■ AIM: Turn every line of the material below into a numbered list, one line per item, leaving out the blank lines.

■ STORED DATA:
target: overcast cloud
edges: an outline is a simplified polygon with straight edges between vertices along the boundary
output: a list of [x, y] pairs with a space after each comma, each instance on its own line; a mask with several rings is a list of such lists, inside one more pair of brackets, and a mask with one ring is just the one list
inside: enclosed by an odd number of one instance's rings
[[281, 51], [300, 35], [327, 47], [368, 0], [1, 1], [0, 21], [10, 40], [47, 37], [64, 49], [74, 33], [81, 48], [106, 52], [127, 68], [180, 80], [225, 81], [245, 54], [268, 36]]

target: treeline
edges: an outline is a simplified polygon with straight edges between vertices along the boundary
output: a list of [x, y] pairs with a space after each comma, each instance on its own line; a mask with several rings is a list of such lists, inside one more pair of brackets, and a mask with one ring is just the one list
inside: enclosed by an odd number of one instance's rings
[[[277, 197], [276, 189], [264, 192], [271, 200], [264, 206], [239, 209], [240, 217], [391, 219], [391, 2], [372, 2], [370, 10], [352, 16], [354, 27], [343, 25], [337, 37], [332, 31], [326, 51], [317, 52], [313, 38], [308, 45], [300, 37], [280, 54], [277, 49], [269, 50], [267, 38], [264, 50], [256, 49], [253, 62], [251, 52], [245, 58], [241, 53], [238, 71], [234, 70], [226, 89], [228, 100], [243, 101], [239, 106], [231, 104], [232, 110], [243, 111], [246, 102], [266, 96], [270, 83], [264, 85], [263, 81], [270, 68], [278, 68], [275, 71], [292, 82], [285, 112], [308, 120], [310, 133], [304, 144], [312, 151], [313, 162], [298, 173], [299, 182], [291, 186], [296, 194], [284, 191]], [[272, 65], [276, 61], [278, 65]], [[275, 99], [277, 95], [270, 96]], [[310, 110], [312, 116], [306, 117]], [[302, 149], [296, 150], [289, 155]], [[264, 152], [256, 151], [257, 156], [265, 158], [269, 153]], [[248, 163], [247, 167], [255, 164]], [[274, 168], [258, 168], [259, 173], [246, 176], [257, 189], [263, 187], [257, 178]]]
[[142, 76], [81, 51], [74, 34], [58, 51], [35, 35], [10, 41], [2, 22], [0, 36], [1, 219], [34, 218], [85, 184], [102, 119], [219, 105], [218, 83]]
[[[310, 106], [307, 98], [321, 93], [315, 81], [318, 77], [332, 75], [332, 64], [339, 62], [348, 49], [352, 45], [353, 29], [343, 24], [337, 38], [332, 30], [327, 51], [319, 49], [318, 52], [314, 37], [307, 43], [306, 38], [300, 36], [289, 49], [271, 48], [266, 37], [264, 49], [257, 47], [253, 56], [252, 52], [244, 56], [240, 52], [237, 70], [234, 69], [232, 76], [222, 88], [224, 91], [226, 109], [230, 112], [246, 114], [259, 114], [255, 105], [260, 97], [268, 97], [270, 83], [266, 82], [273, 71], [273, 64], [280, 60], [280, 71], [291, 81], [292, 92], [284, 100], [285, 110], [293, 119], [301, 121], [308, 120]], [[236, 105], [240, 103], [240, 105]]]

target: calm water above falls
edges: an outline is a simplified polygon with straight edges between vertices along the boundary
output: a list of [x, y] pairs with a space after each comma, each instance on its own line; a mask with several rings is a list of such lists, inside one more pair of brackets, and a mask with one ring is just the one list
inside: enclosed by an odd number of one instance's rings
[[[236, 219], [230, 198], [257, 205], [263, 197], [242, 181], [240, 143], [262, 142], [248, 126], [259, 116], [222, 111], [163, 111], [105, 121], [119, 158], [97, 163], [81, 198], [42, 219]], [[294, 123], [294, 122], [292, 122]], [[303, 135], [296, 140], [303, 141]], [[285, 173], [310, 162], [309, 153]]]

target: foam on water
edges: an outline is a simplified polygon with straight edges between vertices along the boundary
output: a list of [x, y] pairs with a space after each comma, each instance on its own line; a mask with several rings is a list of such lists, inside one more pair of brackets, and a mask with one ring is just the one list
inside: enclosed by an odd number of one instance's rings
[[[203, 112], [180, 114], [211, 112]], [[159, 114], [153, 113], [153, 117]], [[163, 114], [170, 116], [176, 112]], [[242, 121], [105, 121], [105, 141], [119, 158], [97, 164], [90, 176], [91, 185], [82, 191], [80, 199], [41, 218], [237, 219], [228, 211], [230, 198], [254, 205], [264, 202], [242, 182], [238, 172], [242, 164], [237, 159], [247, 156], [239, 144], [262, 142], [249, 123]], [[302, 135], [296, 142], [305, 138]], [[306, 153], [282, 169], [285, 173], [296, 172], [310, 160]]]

■ ANSWER:
1. target: overcast cloud
2. edges: an outline is a simplified polygon with straight edges between vertices along the boundary
3. output: a list of [x, y] pairs with a space after each comma, each instance on its own line; a mask with several rings is a list of such lists, inside one more pair of brackets, and a mask with one ring is just the one list
4. inside: enclosed by an odd number of one instance's rings
5. [[281, 51], [300, 35], [327, 47], [368, 0], [1, 1], [0, 21], [10, 40], [47, 37], [64, 49], [74, 33], [81, 48], [106, 52], [127, 68], [180, 80], [225, 81], [245, 54], [268, 36]]
6. target: treeline
7. edges: an outline is a simplified polygon with straight edges between vertices along the boundary
8. output: a list of [x, y] pairs with a space after each comma, each instance on its own line; a mask with several rings is a list of such lists, inside one more pair of brackets, and a mask with one ring is just the one list
9. inside: enclosed by an odd number of one instance's rings
10. [[[277, 197], [276, 189], [264, 192], [271, 200], [264, 206], [239, 209], [240, 217], [391, 219], [391, 2], [372, 2], [370, 10], [352, 16], [354, 27], [343, 25], [337, 37], [332, 31], [326, 51], [317, 52], [313, 38], [308, 45], [300, 37], [280, 54], [277, 49], [269, 50], [267, 38], [264, 50], [256, 49], [253, 62], [251, 52], [245, 58], [241, 53], [238, 71], [234, 70], [226, 89], [228, 100], [243, 101], [239, 106], [231, 104], [232, 110], [243, 111], [246, 102], [266, 96], [270, 83], [264, 85], [263, 81], [270, 68], [278, 68], [275, 71], [292, 82], [285, 112], [308, 120], [310, 133], [304, 144], [312, 151], [313, 162], [298, 173], [299, 182], [291, 186], [296, 194], [284, 191]], [[272, 65], [276, 61], [278, 65]], [[275, 99], [277, 95], [270, 96]], [[310, 110], [312, 116], [306, 117]], [[302, 149], [296, 150], [289, 155]], [[264, 152], [256, 151], [257, 156], [265, 158], [269, 153]], [[248, 163], [247, 167], [255, 164]], [[274, 168], [258, 168], [259, 173], [246, 176], [257, 189], [263, 187], [257, 178]]]
11. [[142, 76], [81, 51], [74, 34], [58, 51], [35, 35], [10, 41], [2, 22], [0, 36], [1, 219], [34, 218], [85, 184], [102, 119], [219, 105], [218, 83]]
12. [[[310, 106], [307, 98], [321, 93], [315, 81], [318, 77], [332, 75], [332, 64], [339, 62], [348, 49], [352, 45], [353, 29], [343, 24], [337, 38], [332, 30], [327, 51], [319, 49], [318, 52], [314, 37], [307, 43], [306, 38], [300, 36], [289, 49], [271, 48], [266, 37], [264, 49], [257, 47], [253, 56], [252, 52], [244, 56], [240, 52], [237, 70], [234, 69], [232, 76], [222, 88], [224, 91], [226, 109], [230, 112], [246, 114], [259, 114], [255, 105], [260, 97], [268, 97], [270, 83], [266, 82], [273, 71], [273, 64], [280, 60], [280, 71], [291, 81], [292, 92], [284, 100], [285, 110], [293, 119], [301, 121], [308, 120]], [[236, 105], [240, 103], [240, 105]]]
13. target: calm water above falls
14. edges: an outline is a simplified polygon with straight edges between vertices along the boundary
15. output: a list of [x, y] pairs with a space after each comma, each instance on its own line; a mask with several rings is a list of such lists, inside one more pair of brackets, and a mask with one ring is just the one list
16. inside: enclosed by an odd number of one instance's rings
17. [[[236, 219], [230, 198], [257, 205], [263, 197], [242, 181], [240, 143], [262, 142], [248, 126], [259, 116], [222, 111], [163, 111], [105, 121], [119, 158], [97, 163], [81, 198], [42, 219]], [[294, 123], [294, 122], [292, 122]], [[303, 135], [296, 140], [303, 141]], [[285, 173], [310, 162], [309, 153]]]
18. target: foam on water
19. edges: an outline is a simplified polygon with straight edges between vertices along the boundary
20. output: a list of [x, y] pairs with a space after each comma, each instance on its own line; a mask with several rings is a list of such lists, inside one more pair of brackets, and a mask with one ring is just the one list
21. inside: enclosed by an odd number of one instance's rings
22. [[[203, 112], [180, 114], [211, 112]], [[159, 114], [153, 113], [153, 117]], [[163, 114], [170, 116], [176, 112]], [[242, 121], [105, 121], [105, 141], [119, 158], [97, 164], [90, 176], [91, 185], [82, 191], [80, 199], [41, 218], [237, 219], [228, 211], [230, 198], [254, 205], [264, 202], [242, 182], [238, 172], [242, 164], [237, 159], [247, 156], [239, 144], [262, 142], [249, 123]], [[302, 135], [296, 142], [305, 138]], [[306, 153], [282, 169], [285, 173], [296, 172], [310, 160]]]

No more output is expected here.